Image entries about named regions
╭──
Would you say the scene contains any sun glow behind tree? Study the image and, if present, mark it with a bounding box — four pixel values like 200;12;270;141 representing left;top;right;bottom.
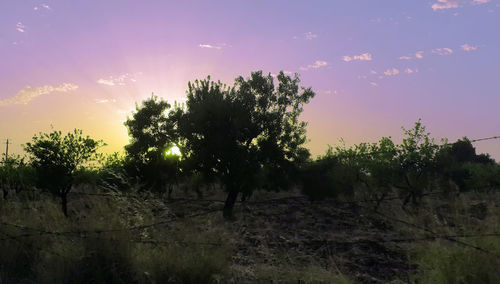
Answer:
165;145;182;157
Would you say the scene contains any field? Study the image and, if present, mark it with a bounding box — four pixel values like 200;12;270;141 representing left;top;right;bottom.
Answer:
0;186;500;283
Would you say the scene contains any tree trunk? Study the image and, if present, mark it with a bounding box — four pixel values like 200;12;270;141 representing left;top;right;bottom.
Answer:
222;189;240;219
2;187;9;200
61;193;68;217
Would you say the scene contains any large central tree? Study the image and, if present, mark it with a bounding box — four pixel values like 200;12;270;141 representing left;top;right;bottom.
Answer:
175;71;314;217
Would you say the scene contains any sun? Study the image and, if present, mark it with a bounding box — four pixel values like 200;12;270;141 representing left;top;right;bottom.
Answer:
165;145;182;157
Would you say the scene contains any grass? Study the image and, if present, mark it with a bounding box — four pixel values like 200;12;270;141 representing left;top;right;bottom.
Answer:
0;187;231;283
0;183;500;284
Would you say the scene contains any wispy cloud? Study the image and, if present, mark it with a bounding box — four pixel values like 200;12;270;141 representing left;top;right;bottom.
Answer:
198;43;226;50
431;0;459;11
97;72;142;86
0;83;78;106
304;32;318;40
342;53;372;62
95;99;116;104
300;60;328;70
432;47;453;55
16;22;26;33
460;43;479;51
472;0;491;5
384;68;399;76
404;68;418;74
33;4;52;11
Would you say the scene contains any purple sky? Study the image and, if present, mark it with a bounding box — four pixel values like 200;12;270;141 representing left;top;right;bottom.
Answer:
0;0;500;160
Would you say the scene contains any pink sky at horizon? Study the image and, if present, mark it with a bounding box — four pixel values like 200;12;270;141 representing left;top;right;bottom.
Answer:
0;0;500;160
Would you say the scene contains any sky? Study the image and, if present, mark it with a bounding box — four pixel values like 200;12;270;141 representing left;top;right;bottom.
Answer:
0;0;500;160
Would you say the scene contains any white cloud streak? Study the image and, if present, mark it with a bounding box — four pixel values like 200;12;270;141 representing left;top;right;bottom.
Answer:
16;22;26;33
432;47;453;56
431;0;459;11
33;4;52;11
460;43;479;51
472;0;491;5
300;60;328;70
384;68;399;76
198;43;225;50
342;53;372;62
0;83;78;106
304;32;318;40
97;72;142;86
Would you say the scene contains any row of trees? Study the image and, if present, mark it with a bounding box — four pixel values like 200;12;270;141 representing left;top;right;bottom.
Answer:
303;120;500;207
0;72;500;217
0;71;314;217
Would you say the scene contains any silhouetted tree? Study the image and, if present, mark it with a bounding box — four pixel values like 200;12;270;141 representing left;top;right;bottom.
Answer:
24;129;105;216
178;71;314;217
396;119;439;204
125;95;183;197
0;156;34;199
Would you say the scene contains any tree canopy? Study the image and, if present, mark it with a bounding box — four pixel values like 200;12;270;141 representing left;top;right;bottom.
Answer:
178;71;314;216
24;129;105;216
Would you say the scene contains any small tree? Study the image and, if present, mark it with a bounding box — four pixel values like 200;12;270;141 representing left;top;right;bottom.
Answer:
125;95;179;197
178;71;314;217
395;119;439;205
24;129;105;216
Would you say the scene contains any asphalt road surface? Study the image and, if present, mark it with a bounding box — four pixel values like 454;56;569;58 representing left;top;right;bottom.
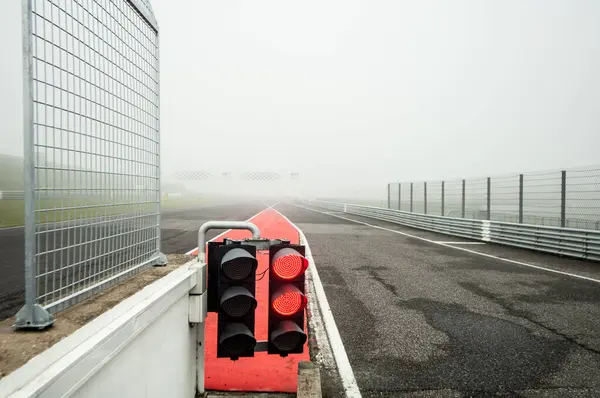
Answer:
276;205;600;397
0;201;272;320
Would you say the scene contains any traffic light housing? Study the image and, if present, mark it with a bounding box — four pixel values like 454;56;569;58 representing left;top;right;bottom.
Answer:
208;241;258;360
267;243;308;356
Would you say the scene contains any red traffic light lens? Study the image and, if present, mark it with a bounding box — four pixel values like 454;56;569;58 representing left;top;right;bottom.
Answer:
271;249;308;280
271;285;307;316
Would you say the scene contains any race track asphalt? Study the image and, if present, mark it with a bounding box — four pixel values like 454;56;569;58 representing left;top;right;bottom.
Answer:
276;205;600;397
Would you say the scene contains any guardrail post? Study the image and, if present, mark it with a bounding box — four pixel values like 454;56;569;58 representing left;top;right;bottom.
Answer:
410;182;413;213
423;182;427;214
519;174;523;224
560;170;567;228
442;181;445;216
460;179;467;218
388;183;392;209
487;177;492;220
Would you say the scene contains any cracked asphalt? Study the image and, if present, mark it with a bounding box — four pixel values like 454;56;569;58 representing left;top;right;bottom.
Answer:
276;205;600;397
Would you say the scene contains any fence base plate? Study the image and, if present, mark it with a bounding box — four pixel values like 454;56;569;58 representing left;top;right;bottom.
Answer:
154;252;168;267
13;304;54;330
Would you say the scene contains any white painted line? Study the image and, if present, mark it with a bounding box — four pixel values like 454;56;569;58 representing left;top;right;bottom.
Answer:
434;241;485;245
273;209;361;398
294;204;600;283
185;202;279;256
╰──
Please copy the rows above verbatim, from the line with "Would you say the scene contains any sky?" through the line with "0;201;272;320", including both of those lines. Leave the pictures out.

## Response:
Would you say the scene contains any sky? Study the image and, if present, mark it with a bounding box — four pixel values like 200;12;270;141 representing left;top;right;bottom.
Answer:
0;0;500;160
Would you say the scene contains any white cloud streak? Study the image and, if present, mark it with a bounding box — four pixel values like 200;12;270;141 representing left;top;right;bottom.
Answer:
16;22;26;33
432;47;453;56
431;0;459;11
33;4;52;11
460;43;479;51
472;0;491;5
300;60;328;70
384;68;399;76
198;43;225;50
342;53;372;62
0;83;78;106
304;32;318;40
97;72;142;86
Would you say the scene contains any row of trees? Study the image and, if present, mark it with a bounding box — four pixel values like 200;12;270;141 representing left;top;right;bottom.
Answer:
303;120;500;207
0;72;500;217
0;71;314;217
Would you say the scene contains any silhouetted tree? Study the image and, if present, mark it with a bounding box — four pixel values like 200;12;270;141 representing left;top;right;bottom.
Answer:
24;129;105;216
178;71;314;217
396;119;439;204
125;95;183;197
0;156;34;199
Would you say the scene contains any tree canopy? Study the image and, if present, mark it with a bounding box — four pixel values like 200;12;270;141 representing left;top;right;bottom.
Answer:
178;71;314;216
24;129;105;216
Would you say the scene contains any small tree? Study the image and, if present, mark it with a bounding box — four pixel values like 200;12;270;141 representing left;top;right;bottom.
Answer:
125;95;179;197
178;71;314;217
395;119;439;205
24;129;105;216
Would you say the scene contains any asphalt road surface? Study the image and, if present, mark it with a bounding box — four pixel values like 454;56;569;58 representing left;top;right;bottom.
Answer:
276;205;600;397
0;201;272;320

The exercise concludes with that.